** START THE INPUT **
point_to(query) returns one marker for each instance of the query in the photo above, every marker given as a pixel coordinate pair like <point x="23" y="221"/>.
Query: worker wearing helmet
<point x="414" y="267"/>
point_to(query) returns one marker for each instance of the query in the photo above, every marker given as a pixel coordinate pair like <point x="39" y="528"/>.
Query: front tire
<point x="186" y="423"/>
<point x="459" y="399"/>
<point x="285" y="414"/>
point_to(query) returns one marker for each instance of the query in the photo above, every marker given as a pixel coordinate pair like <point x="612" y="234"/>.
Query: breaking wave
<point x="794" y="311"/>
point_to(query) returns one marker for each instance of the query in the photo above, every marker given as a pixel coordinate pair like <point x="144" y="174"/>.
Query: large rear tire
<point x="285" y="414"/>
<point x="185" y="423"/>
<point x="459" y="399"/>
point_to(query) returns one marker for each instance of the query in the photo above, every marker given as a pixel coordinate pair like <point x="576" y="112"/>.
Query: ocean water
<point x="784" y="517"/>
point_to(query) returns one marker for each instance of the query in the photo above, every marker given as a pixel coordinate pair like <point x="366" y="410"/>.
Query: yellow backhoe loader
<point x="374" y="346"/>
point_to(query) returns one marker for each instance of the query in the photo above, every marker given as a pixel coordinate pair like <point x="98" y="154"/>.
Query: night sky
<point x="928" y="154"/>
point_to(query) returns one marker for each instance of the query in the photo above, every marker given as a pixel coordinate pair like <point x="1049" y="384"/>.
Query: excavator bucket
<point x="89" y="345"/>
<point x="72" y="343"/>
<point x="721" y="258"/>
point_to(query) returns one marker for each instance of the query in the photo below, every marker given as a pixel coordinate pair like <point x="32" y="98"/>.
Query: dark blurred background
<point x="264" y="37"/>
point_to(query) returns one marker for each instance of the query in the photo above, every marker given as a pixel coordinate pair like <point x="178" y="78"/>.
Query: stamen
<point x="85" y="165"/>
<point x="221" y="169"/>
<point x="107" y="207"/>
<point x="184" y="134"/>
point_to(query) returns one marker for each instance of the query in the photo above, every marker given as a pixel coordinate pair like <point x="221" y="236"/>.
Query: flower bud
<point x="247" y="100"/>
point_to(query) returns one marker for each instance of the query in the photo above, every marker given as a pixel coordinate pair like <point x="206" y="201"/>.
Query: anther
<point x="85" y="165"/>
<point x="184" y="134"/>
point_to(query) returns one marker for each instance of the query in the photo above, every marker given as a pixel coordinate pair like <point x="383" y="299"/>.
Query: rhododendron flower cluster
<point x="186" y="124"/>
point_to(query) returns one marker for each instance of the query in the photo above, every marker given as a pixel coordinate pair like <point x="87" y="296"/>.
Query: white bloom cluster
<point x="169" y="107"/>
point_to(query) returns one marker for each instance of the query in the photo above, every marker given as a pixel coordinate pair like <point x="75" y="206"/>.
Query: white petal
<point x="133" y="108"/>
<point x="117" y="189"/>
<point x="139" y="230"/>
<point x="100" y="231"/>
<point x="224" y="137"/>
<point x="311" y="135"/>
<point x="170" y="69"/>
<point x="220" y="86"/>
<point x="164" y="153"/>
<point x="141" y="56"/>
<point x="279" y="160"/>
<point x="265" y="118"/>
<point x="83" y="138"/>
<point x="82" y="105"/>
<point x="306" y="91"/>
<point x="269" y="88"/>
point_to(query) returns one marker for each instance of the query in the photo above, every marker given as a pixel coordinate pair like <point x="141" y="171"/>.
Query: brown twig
** END THE INPUT **
» REQUIREMENTS: Write the data out again in full and exactly.

» EXPECTED OUTPUT:
point_to(query) returns one marker for each instance of the query in the photo above, every marker given as a pixel coordinate pair like <point x="23" y="221"/>.
Query: worker wearing helmet
<point x="414" y="267"/>
point_to(query) returns one marker for each instance of the query in the photo above, every marker given as a pixel coordinate pair like <point x="39" y="528"/>.
Query: front tire
<point x="186" y="423"/>
<point x="459" y="399"/>
<point x="285" y="414"/>
point_to(query) returns one marker for each instance of the query in the photo above, every marker given as a pixel coordinate pair like <point x="612" y="234"/>.
Query: breaking wave
<point x="794" y="311"/>
point_to(query) returns one marker for each instance of the query in the photo above, every marker given as a pixel coordinate pair like <point x="144" y="174"/>.
Query: large rear tire
<point x="285" y="414"/>
<point x="185" y="423"/>
<point x="459" y="399"/>
point_to(query) returns one marker for each instance of the query in the photo above, every marker given as a pixel coordinate pair like <point x="576" y="112"/>.
Query: ocean water
<point x="784" y="517"/>
point_to(query) returns one marker for each instance of the query in the photo above, every marker given as a pixel coordinate pair like <point x="366" y="410"/>.
Query: yellow backhoe loader
<point x="374" y="346"/>
point_to(query) returns one marker for each instance of the query in the photo above, every marker given as a pixel coordinate pair like <point x="98" y="154"/>.
Query: night sky
<point x="928" y="154"/>
point_to(query) returns one marker for each instance of the query in the photo above, every marker given as a pixel coordinate pair like <point x="1049" y="384"/>.
Query: excavator bucket
<point x="89" y="345"/>
<point x="72" y="343"/>
<point x="721" y="258"/>
point_to(query) returns one marker for each instance of the query in the photo below, every marker given as a pixel coordinate pair like <point x="32" y="98"/>.
Query: dark blurred background
<point x="264" y="37"/>
point_to(query) returns one marker for each instance of the query in the photo above, every marker given as a pixel coordinate pair like <point x="178" y="78"/>.
Query: stamen
<point x="85" y="165"/>
<point x="221" y="169"/>
<point x="107" y="207"/>
<point x="184" y="134"/>
point_to(query) returns one marker for each instance of the query in the photo above, every marker given as a pixel coordinate pair like <point x="221" y="236"/>.
Query: flower bud
<point x="247" y="100"/>
point_to(query) returns one marker for each instance of the query in the photo above, every marker given as a pixel coordinate pair like <point x="206" y="201"/>.
Query: anther
<point x="85" y="165"/>
<point x="184" y="134"/>
point_to(query) returns one marker for each instance of the query in the photo above, every marker given as a pixel coordinate pair like <point x="383" y="299"/>.
Query: rhododendron flower cluster
<point x="186" y="124"/>
point_to(query) returns one marker for each instance of the query in the photo above, every marker given as a pixel coordinate pair like <point x="87" y="296"/>.
Query: white bloom cluster
<point x="169" y="107"/>
point_to(query) returns one marker for each instance of the query in the photo above, every marker given as a pixel coordinate pair like <point x="75" y="206"/>.
Query: white petal
<point x="133" y="108"/>
<point x="117" y="189"/>
<point x="139" y="230"/>
<point x="100" y="231"/>
<point x="224" y="137"/>
<point x="311" y="135"/>
<point x="170" y="69"/>
<point x="220" y="86"/>
<point x="164" y="153"/>
<point x="141" y="56"/>
<point x="279" y="160"/>
<point x="265" y="118"/>
<point x="83" y="138"/>
<point x="82" y="105"/>
<point x="306" y="91"/>
<point x="269" y="88"/>
point_to(query) returns one marker for each instance of the query in the photo above, every marker given as a pixel coordinate pair like <point x="141" y="171"/>.
Query: brown twig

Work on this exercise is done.